» PROBLÈME POSÉ:
Reproduisez mot pour mot le passage de l'article sur les punks birmans qui commence par «Les moines radicaux» et se poursuit jusqu'à «de tout reproche.».

Les rockeurs punks sont habitués à attirer l'attention, mais cette fois cela n'est pas dû uniquement à leurs cheveux roses, leurs vestes de cuir ou leurs tatouages de crânes: ces jeunes rebelles n'hésitent pas à dénoncer les moines bouddhistes qui incitent à la violence contre les musulmans, alors que le reste de la société birmane garde le silence.

«S'ils étaient de vrais moines, je ne dirais rien, mais ce n'est pas le cas», a dit Kyaw Kyaw, le chanteur du groupe Rebel Riot, pendant que son batteur reprenait le rythme d'une nouvelle chanson qui dénonce l'hypocrisie religieuse et un mouvement antimusulman baptisé 969.

«Ce sont des nationalistes, des fascites. Personne ne veut l'entendre, mais c'est vrai», a-t-il ajouté.

Les moines radicaux se trouvent au premier rang d'une campagne sanglante lancée contre les musulmans, et rares sont ceux qui acceptent de les dénoncer au sein de cette société de 60 millions d'habitants principalement bouddhistes. Pour plusieurs, le bouddhisme est une composante fondamentale de leur identité birmane et les moines, les membres les plus vénérables de la société, sont au dessus de tout reproche.

D'autres refusent tout simplement de se rendre à l'évidence ou croient ceux qui racontent que les «étrangers» musulmans représentent une menace à leur culture et à leurs traditions.

» SECTION DES DONNÉES:
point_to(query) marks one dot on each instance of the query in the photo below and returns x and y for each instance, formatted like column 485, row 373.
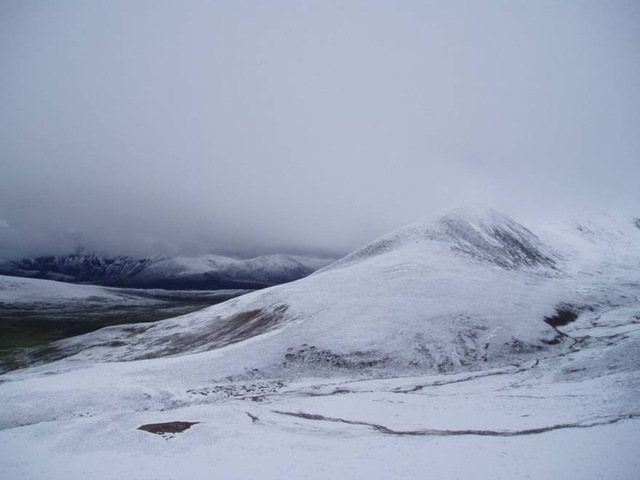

» RÉPONSE RÉDIGÉE:
Les moines radicaux se trouvent au premier rang d'une campagne sanglante lancée contre les musulmans, et rares sont ceux qui acceptent de les dénoncer au sein de cette société de 60 millions d'habitants principalement bouddhistes. Pour plusieurs, le bouddhisme est une composante fondamentale de leur identité birmane et les moines, les membres les plus vénérables de la société, sont au dessus de tout reproche.